## Activity A
Please quote the Fordlandia article word for word, starting with "But Ford’s vision" and going on through "his name: Fordlandia.".
## Activity B
In the Fordlandia article, which country maintained the monopoly on Sri Lankan rubber?
## Activity C
Turn the paragraph of the Fordlandia article that begins "Officially, Ford’s interest in Brazil" into a short list that keeps its main facts.

**** Page text

This article titled "Lost cities #10: Fordlandia – the failure of Henry Ford's utopian city in the Amazon" was written by Drew Reed, for theguardian.com on Friday 19th August 2016 06.30 UTC
In 1928, northern Brazil was captivated by an enticing bit of news. The region’s residents were about to receive a new visitor, a man who came with the promise of reviving their ailing economy and introducing them to a whole new way of life – Henry Ford.
Local papers began raving about their future neighbour. Speculation ran wild: some columnists opined that Ford would be building a new railroad to the coast, or a new factory for his cars. Above all, they just wanted to know when he would be arriving.
Officially, Ford’s interest in Brazil was a business venture: the monopoly on Sri Lankan rubber maintained by Britain was driving up costs for his new Model A cars, so he wanted to find a cheap source of latex that would allow the Ford Motor Company to produce its own tyres, to cut costs.
But Ford’s vision ran much deeper. His goal was not simply to ship latex back to the company’s Dearborn HQ – it was to build his vision of the ideal city. A city that would fuse the same concepts that Ford had championed throughout his career, and bring a better future to a forgotten part of the planet. And that city would bear his name: Fordlandia.
It is difficult to overstate the reputation Henry Ford had built for himself by that time – whether in Brazil, America, or anywhere else on the planet. In his day, Ford’s name was every bit as evocative of the glimmering promise of technological revolution as Steve Jobs or Mark Zuckerberg – perhaps even more so.

********
**** Source material

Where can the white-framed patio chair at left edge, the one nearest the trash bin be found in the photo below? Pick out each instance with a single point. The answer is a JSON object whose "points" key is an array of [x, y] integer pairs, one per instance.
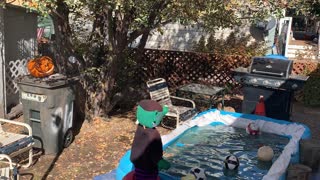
{"points": [[14, 144]]}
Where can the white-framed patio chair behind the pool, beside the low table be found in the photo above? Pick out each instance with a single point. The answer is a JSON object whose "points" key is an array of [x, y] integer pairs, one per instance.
{"points": [[159, 92]]}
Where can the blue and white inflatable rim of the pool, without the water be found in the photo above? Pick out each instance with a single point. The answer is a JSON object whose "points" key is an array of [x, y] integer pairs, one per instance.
{"points": [[289, 154]]}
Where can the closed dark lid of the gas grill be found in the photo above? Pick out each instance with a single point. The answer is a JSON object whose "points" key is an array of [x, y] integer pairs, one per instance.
{"points": [[271, 67]]}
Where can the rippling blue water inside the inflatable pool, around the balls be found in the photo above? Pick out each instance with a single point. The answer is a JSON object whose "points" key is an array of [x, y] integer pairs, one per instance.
{"points": [[206, 147]]}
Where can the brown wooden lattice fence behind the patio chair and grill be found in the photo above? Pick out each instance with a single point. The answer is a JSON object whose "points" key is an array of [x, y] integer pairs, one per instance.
{"points": [[180, 68]]}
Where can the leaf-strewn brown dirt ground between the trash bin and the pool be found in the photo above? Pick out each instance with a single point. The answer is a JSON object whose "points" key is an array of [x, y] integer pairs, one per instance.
{"points": [[100, 144]]}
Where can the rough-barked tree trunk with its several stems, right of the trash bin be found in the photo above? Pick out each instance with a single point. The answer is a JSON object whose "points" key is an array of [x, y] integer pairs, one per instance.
{"points": [[110, 39]]}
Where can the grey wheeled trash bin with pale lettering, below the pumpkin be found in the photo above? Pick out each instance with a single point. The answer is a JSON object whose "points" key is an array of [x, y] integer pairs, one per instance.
{"points": [[48, 107]]}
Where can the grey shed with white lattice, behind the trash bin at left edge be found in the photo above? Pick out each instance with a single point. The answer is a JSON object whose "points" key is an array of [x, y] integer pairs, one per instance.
{"points": [[18, 43]]}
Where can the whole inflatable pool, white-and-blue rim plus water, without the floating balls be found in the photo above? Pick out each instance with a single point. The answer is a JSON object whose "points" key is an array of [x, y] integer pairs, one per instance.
{"points": [[244, 146]]}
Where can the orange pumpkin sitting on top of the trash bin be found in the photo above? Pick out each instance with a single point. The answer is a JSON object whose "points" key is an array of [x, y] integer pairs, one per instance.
{"points": [[41, 67]]}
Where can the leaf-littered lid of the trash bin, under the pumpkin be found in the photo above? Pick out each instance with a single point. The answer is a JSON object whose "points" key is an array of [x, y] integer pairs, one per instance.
{"points": [[50, 82]]}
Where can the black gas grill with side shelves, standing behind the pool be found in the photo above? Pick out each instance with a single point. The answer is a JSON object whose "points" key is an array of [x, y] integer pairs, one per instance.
{"points": [[271, 78]]}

********

## Worked solution A
But Ford’s vision ran much deeper. His goal was not simply to ship latex back to the company’s Dearborn HQ – it was to build his vision of the ideal city. A city that would fuse the same concepts that Ford had championed throughout his career, and bring a better future to a forgotten part of the planet. And that city would bear his name: Fordlandia.

## Worked solution B
Britain

## Worked solution C
- Officially, Ford’s interest in Brazil was a business venture.
- Britain’s monopoly on Sri Lankan rubber was driving up costs for his new Model A cars.
- He wanted a cheap source of latex so the Ford Motor Company could produce its own tires and cut costs.